## Material for this exercise
- - - - - - -
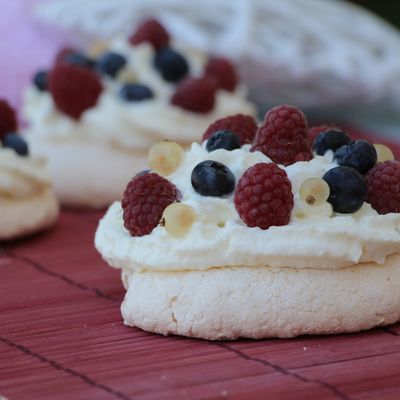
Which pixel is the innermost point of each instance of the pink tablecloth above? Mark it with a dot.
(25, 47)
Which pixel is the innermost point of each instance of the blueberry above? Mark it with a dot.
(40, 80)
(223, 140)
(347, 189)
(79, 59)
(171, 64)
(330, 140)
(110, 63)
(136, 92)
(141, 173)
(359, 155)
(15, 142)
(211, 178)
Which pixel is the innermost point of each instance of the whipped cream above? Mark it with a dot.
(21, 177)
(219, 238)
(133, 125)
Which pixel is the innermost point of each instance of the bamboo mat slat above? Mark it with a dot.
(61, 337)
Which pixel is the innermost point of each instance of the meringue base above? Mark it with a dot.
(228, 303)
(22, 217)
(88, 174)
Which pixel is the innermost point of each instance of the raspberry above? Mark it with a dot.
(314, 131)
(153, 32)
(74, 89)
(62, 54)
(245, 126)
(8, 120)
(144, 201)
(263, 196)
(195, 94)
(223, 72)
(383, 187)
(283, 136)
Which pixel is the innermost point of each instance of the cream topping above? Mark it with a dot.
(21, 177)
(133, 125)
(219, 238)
- - - - - - -
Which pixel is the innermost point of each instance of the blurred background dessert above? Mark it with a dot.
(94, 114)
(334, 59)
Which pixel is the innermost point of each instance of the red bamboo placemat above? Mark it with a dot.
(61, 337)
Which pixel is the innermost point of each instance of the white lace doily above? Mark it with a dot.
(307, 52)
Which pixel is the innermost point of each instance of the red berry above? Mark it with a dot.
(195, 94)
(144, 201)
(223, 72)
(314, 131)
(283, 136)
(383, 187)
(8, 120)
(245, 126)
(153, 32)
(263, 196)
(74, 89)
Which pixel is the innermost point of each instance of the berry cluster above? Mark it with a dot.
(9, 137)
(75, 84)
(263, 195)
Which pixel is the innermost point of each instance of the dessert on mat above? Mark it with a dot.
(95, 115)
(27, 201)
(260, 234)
- - - - - - -
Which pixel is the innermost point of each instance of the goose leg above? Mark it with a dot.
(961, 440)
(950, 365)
- - - - - - -
## The exercise
How many lines in the rows above contain the string "dessert"? Matching is case-sensitive, and the answer should be the number alone.

## Solved problem
2